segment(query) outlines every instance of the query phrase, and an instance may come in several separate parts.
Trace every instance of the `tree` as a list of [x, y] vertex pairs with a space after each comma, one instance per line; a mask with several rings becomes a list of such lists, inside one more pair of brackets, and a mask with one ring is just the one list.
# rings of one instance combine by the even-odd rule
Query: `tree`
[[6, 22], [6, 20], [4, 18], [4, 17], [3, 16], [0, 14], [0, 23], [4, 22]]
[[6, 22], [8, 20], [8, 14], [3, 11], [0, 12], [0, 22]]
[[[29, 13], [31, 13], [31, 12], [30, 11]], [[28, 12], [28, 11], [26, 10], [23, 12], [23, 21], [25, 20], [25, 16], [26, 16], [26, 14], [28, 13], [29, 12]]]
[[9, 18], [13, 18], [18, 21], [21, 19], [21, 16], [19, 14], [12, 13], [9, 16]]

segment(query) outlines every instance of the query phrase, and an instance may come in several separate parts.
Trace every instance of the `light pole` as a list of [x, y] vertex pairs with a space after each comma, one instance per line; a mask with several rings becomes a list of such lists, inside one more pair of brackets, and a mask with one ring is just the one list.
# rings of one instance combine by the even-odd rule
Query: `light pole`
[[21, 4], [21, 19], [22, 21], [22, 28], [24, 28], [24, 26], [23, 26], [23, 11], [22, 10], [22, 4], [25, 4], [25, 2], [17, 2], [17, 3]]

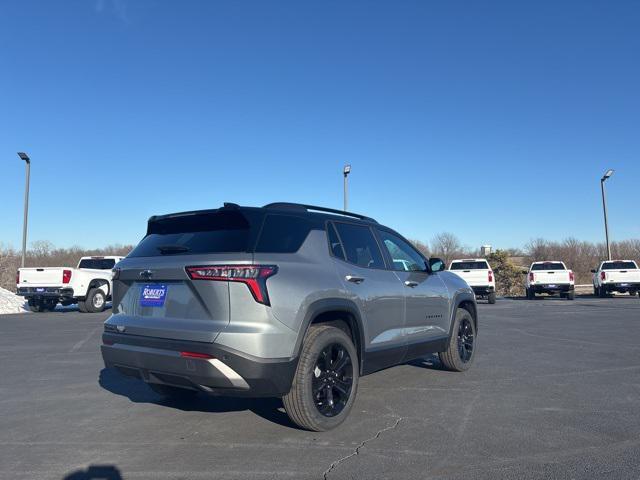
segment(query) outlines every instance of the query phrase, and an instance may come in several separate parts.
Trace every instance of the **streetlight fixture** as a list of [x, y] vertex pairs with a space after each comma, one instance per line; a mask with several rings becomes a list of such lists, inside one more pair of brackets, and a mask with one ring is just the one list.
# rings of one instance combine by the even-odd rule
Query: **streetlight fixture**
[[349, 190], [348, 190], [348, 186], [347, 186], [347, 177], [349, 176], [349, 174], [351, 173], [351, 165], [345, 165], [344, 169], [342, 170], [342, 174], [344, 175], [344, 211], [347, 211], [347, 205], [348, 205], [348, 196], [349, 196]]
[[611, 260], [611, 246], [609, 245], [609, 225], [607, 224], [607, 195], [604, 190], [604, 182], [607, 181], [611, 175], [613, 175], [614, 170], [611, 168], [605, 172], [605, 174], [600, 179], [600, 189], [602, 190], [602, 210], [604, 211], [604, 235], [607, 239], [607, 259]]
[[31, 159], [24, 152], [18, 152], [20, 160], [24, 160], [26, 167], [26, 185], [24, 188], [24, 222], [22, 224], [22, 267], [24, 267], [24, 258], [27, 254], [27, 218], [29, 216], [29, 175], [31, 174]]

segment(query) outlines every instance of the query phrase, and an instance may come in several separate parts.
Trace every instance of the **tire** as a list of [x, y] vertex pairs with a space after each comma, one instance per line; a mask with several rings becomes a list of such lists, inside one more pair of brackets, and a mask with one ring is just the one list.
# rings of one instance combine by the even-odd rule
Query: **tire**
[[358, 353], [349, 335], [334, 326], [312, 325], [302, 344], [291, 390], [282, 399], [287, 415], [306, 430], [323, 432], [337, 427], [351, 411], [359, 372]]
[[198, 394], [195, 390], [190, 390], [188, 388], [172, 387], [171, 385], [162, 385], [159, 383], [148, 383], [147, 385], [149, 385], [149, 388], [158, 395], [175, 400], [187, 400]]
[[[453, 333], [444, 352], [438, 353], [447, 370], [464, 372], [471, 367], [476, 355], [476, 326], [471, 314], [464, 308], [456, 311]], [[470, 347], [470, 348], [469, 348]]]
[[99, 288], [92, 288], [87, 294], [87, 299], [84, 301], [85, 308], [89, 313], [98, 313], [104, 310], [107, 303], [107, 296]]

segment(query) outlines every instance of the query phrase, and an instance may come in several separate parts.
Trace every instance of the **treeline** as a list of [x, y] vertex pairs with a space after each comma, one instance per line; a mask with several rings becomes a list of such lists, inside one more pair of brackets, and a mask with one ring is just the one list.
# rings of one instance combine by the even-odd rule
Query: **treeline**
[[[445, 260], [447, 266], [455, 258], [480, 257], [479, 248], [465, 247], [452, 233], [439, 233], [430, 242], [413, 240], [413, 243], [424, 254]], [[561, 260], [576, 274], [576, 284], [591, 283], [590, 270], [607, 259], [607, 247], [604, 243], [585, 242], [575, 238], [560, 242], [537, 238], [527, 243], [523, 249], [510, 248], [502, 252], [512, 264], [522, 267], [541, 260]], [[640, 239], [612, 242], [611, 256], [640, 262]]]
[[[51, 242], [37, 241], [26, 252], [25, 267], [76, 267], [80, 257], [101, 255], [127, 255], [132, 245], [109, 245], [104, 248], [56, 248]], [[0, 287], [15, 292], [16, 272], [20, 267], [22, 251], [0, 245]]]
[[[447, 266], [455, 258], [480, 257], [480, 250], [466, 247], [452, 233], [444, 232], [435, 235], [430, 241], [412, 240], [413, 244], [426, 256], [440, 257]], [[25, 266], [27, 267], [75, 267], [83, 256], [90, 255], [126, 255], [133, 248], [132, 245], [110, 245], [93, 250], [81, 247], [56, 248], [51, 242], [37, 241], [31, 244], [27, 251]], [[495, 252], [494, 252], [495, 253]], [[611, 244], [611, 255], [618, 259], [631, 259], [640, 262], [640, 239], [623, 240]], [[20, 266], [21, 252], [0, 244], [0, 287], [15, 291], [16, 271]], [[576, 284], [591, 283], [592, 268], [607, 258], [604, 243], [591, 243], [567, 238], [561, 242], [553, 242], [542, 238], [530, 241], [523, 249], [511, 248], [500, 251], [499, 257], [493, 257], [500, 262], [500, 269], [509, 271], [512, 275], [520, 268], [539, 260], [562, 260], [576, 274]], [[491, 261], [491, 257], [489, 258]], [[494, 270], [498, 265], [493, 265]], [[513, 267], [513, 268], [511, 268]], [[497, 275], [497, 274], [496, 274]], [[498, 283], [500, 278], [497, 276]], [[524, 281], [524, 278], [522, 278]], [[516, 289], [519, 281], [515, 278], [504, 278], [507, 294]], [[498, 286], [499, 289], [500, 285]], [[518, 287], [519, 288], [519, 287]]]

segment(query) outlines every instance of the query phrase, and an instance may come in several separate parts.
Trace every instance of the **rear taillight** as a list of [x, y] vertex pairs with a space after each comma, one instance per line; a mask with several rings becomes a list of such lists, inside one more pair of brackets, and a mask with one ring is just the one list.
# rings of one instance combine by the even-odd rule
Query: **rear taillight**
● ● ● ●
Exercise aim:
Extract the text of every item above, line for line and unchanged, and leave out the pictures.

Written solution:
segment(query) outlines every instance of the query phrase, and an instance may come in several separate parts.
Trace every instance of the `tree` as a list of [x, y] vertex pairs with a space after each comma, one instance per line; a mask with several rings becomes a list of such lists, inside one more pair of brackets, and a mask with one ring is just the one list.
# rings of one instance combine by the even-odd rule
Query: `tree`
[[6, 22], [6, 20], [4, 18], [4, 17], [3, 16], [0, 14], [0, 23], [4, 22]]
[[6, 22], [8, 20], [8, 14], [3, 11], [0, 12], [0, 22]]
[[[29, 13], [31, 13], [31, 12], [30, 11]], [[28, 12], [28, 11], [26, 10], [23, 12], [23, 21], [25, 20], [25, 16], [26, 16], [26, 14], [28, 13], [29, 12]]]
[[9, 18], [13, 18], [18, 21], [21, 19], [21, 16], [19, 14], [12, 13], [9, 16]]

segment(query) outlines every instance of the query phrase, and an instance may come in several separate parts.
Trace every instance of the `light pole` as a list of [x, y] vertex pairs with a space after each comma, one instance per line; a mask with several rings becomes a list of such lists, inside one more pair of brackets, and a mask with one ring is just the one list.
# rings of one instance combine by the even-odd rule
Query: `light pole`
[[21, 4], [21, 19], [22, 21], [22, 28], [24, 28], [24, 26], [23, 26], [23, 11], [22, 10], [22, 4], [25, 4], [25, 2], [17, 2], [17, 3]]

segment(query) outlines every instance of the query phrase, and an instance may come in several separate parts.
Trace every instance of the **streetlight fixture** as a list of [x, y] vertex pairs with a space after each comma, one instance per line; a mask with several rings becomes a list of such lists, inside one more pair of brackets, and a mask with one ring is just the one list.
# rings of one instance combine by the even-odd rule
Query: **streetlight fixture**
[[349, 190], [348, 190], [348, 186], [347, 186], [347, 177], [349, 176], [349, 174], [351, 173], [351, 165], [345, 165], [344, 169], [342, 170], [342, 174], [344, 175], [344, 211], [347, 211], [347, 205], [348, 205], [348, 196], [349, 196]]
[[611, 260], [611, 246], [609, 245], [609, 225], [607, 224], [607, 195], [604, 190], [604, 182], [607, 181], [611, 175], [613, 175], [614, 170], [611, 168], [605, 172], [605, 174], [600, 179], [600, 189], [602, 190], [602, 210], [604, 211], [604, 235], [607, 239], [607, 259]]
[[31, 159], [24, 152], [18, 152], [20, 160], [24, 160], [26, 167], [26, 185], [24, 188], [24, 222], [22, 224], [22, 267], [24, 267], [24, 258], [27, 254], [27, 218], [29, 216], [29, 175], [31, 174]]

segment(query) outlines every instance of the query phrase, and an instance may come in several separate parts.
Trace every instance of the **tire** as a list of [x, y] vertex pairs with a space after each comma, one instance per line; a mask with several rings becomes a list of such lists, inside one more pair of brackets, and a mask with one ring is just the one list.
# rings of one instance combine by the even-odd rule
Query: **tire**
[[358, 353], [349, 335], [334, 326], [312, 325], [302, 344], [291, 390], [282, 399], [287, 415], [306, 430], [323, 432], [337, 427], [351, 411], [359, 372]]
[[198, 394], [195, 390], [190, 390], [188, 388], [172, 387], [171, 385], [162, 385], [159, 383], [148, 383], [147, 385], [149, 385], [149, 388], [158, 395], [175, 400], [187, 400]]
[[[453, 333], [444, 352], [438, 353], [447, 370], [464, 372], [471, 367], [476, 355], [476, 326], [471, 314], [464, 308], [456, 311]], [[470, 347], [470, 348], [469, 348]]]
[[99, 288], [92, 288], [87, 294], [87, 299], [84, 301], [85, 308], [89, 313], [98, 313], [104, 310], [107, 303], [107, 296]]

segment(query) outlines every instance of the query phrase, and an instance may come in several separate parts.
Trace every instance of the **treeline** as a list of [x, y] vertex pairs with a space after each comma, one instance per line; a mask with several rings becomes a list of such lists, inside one more pair of brackets, and a mask with one ring is just the one list.
# rings of one instance combine by the even-odd rule
Query: **treeline**
[[[445, 260], [447, 266], [455, 258], [480, 257], [479, 248], [465, 247], [452, 233], [439, 233], [430, 242], [413, 240], [413, 243], [424, 254]], [[561, 260], [576, 274], [576, 284], [591, 283], [590, 270], [607, 259], [607, 247], [604, 243], [585, 242], [575, 238], [560, 242], [537, 238], [527, 243], [523, 249], [510, 248], [502, 252], [512, 264], [522, 267], [541, 260]], [[640, 239], [612, 242], [611, 256], [640, 262]]]
[[[51, 242], [37, 241], [26, 252], [25, 267], [76, 267], [80, 257], [101, 255], [127, 255], [132, 245], [109, 245], [104, 248], [56, 248]], [[0, 287], [15, 292], [16, 272], [20, 267], [22, 251], [0, 245]]]
[[[447, 266], [455, 258], [480, 257], [480, 250], [466, 247], [452, 233], [444, 232], [435, 235], [430, 241], [412, 240], [413, 244], [426, 256], [440, 257]], [[25, 266], [27, 267], [75, 267], [83, 256], [90, 255], [126, 255], [133, 248], [132, 245], [110, 245], [93, 250], [81, 247], [56, 248], [51, 242], [37, 241], [31, 244], [27, 251]], [[495, 252], [494, 252], [495, 253]], [[611, 244], [611, 255], [618, 259], [631, 259], [640, 262], [640, 239], [623, 240]], [[20, 266], [21, 252], [0, 244], [0, 287], [15, 291], [16, 271]], [[576, 284], [591, 283], [592, 268], [607, 258], [604, 243], [591, 243], [567, 238], [561, 242], [553, 242], [542, 238], [530, 241], [523, 249], [511, 248], [500, 251], [499, 257], [493, 257], [500, 262], [500, 269], [509, 271], [512, 275], [520, 268], [539, 260], [562, 260], [576, 274]], [[491, 261], [491, 257], [489, 258]], [[494, 270], [498, 265], [493, 265]], [[513, 267], [513, 268], [511, 268]], [[497, 275], [497, 274], [496, 274]], [[498, 283], [500, 278], [497, 276]], [[524, 281], [524, 278], [522, 278]], [[516, 289], [519, 281], [515, 278], [504, 278], [507, 294]], [[498, 286], [499, 289], [500, 285]], [[518, 287], [519, 288], [519, 287]]]

segment(query) outlines every instance of the query phrase, and an instance may come in several separate parts.
Trace every instance of the **rear taillight** as a list of [x, y] vertex pairs with a space after each comma, one instance per line; a mask with several rings becomes a list of such lists, inside one more pair of brackets, and a mask with one ring is just the one list.
# rings of one instance combine by the even-odd rule
Query: **rear taillight**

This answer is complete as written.